AIM OF THE TASK: Copy the part of the records that opens with the line containing "Trace the outline of every instance of the road." and closes with the line containing "M 95 186 L 131 382 L 181 312 Z". Substitute "border" for "boundary" and leave everything else the same.
───── RECORD EXTRACTS
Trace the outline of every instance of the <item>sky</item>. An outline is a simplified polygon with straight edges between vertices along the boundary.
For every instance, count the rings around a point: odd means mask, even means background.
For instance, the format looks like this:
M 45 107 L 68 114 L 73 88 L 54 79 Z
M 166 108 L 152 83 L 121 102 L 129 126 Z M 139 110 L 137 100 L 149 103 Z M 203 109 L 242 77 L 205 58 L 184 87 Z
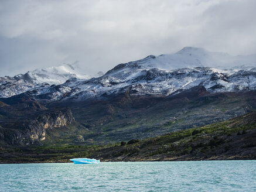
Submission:
M 256 53 L 255 0 L 0 1 L 0 76 L 78 61 L 116 65 L 203 47 Z

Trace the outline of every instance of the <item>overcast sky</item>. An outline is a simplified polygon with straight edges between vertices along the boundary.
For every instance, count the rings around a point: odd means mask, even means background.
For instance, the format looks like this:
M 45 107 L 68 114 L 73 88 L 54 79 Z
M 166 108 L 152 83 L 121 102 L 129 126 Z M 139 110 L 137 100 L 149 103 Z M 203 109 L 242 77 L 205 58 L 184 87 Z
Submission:
M 256 53 L 256 1 L 0 1 L 0 76 L 79 61 L 81 71 L 185 46 Z

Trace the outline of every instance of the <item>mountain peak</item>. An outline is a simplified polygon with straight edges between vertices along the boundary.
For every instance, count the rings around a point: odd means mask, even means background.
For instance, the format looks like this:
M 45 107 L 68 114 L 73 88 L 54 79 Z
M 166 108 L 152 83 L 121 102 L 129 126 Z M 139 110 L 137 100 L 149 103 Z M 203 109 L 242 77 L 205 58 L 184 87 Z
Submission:
M 204 48 L 193 47 L 185 47 L 180 50 L 176 54 L 193 54 L 193 53 L 206 53 L 209 52 Z

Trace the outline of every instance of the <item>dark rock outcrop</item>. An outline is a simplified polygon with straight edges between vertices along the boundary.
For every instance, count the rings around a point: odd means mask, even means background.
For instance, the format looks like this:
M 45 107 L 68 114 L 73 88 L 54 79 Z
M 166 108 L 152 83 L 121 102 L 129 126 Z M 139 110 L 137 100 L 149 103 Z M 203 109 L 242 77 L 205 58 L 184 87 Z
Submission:
M 47 129 L 67 126 L 74 122 L 69 108 L 44 112 L 33 119 L 18 121 L 11 127 L 0 127 L 0 140 L 12 145 L 40 144 Z

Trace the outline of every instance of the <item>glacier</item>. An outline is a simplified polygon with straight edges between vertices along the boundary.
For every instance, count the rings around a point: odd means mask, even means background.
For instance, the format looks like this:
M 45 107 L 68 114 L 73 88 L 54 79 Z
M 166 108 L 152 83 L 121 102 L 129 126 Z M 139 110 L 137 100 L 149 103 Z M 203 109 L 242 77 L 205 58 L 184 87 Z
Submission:
M 94 78 L 78 77 L 69 65 L 47 68 L 47 73 L 43 70 L 28 73 L 28 76 L 33 77 L 29 80 L 40 83 L 37 85 L 22 87 L 6 77 L 2 78 L 1 83 L 0 78 L 0 98 L 25 92 L 36 100 L 78 101 L 126 91 L 161 97 L 198 85 L 211 93 L 255 90 L 255 67 L 256 54 L 235 56 L 187 47 L 173 54 L 150 55 L 121 63 Z M 19 82 L 24 78 L 18 79 Z M 51 82 L 54 79 L 62 80 L 62 83 Z

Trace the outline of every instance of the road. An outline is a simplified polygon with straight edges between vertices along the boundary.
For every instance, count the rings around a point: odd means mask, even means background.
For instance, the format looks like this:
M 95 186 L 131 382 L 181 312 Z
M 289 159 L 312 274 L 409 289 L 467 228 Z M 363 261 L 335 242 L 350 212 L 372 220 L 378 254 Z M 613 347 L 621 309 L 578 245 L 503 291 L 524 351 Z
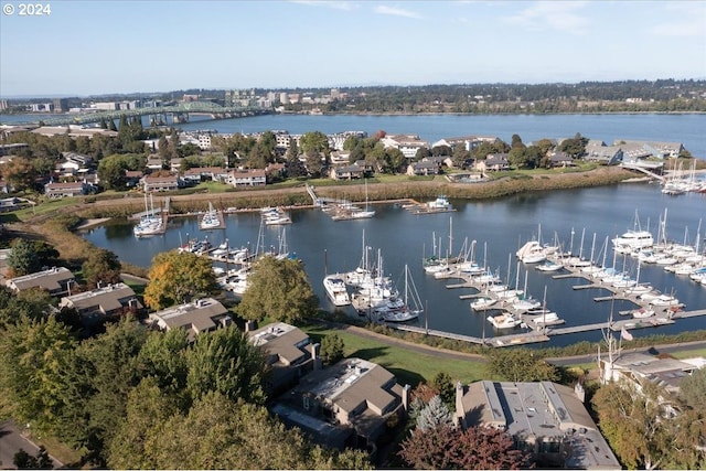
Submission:
M 24 438 L 18 427 L 11 420 L 0 422 L 0 469 L 15 469 L 13 464 L 14 453 L 24 450 L 32 456 L 36 456 L 40 447 L 33 441 Z M 51 457 L 51 456 L 50 456 Z M 51 457 L 54 468 L 63 467 L 63 463 Z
──────────
ANSWER IN FULL:
Trace the outline of every instance of the road. An outline is a simplified polygon with straight edges between vertices along the border.
For every instance, count the rings around a point: odd means mask, even means background.
For instance, the format looks like this:
M 95 186 L 131 382 L 181 312 Z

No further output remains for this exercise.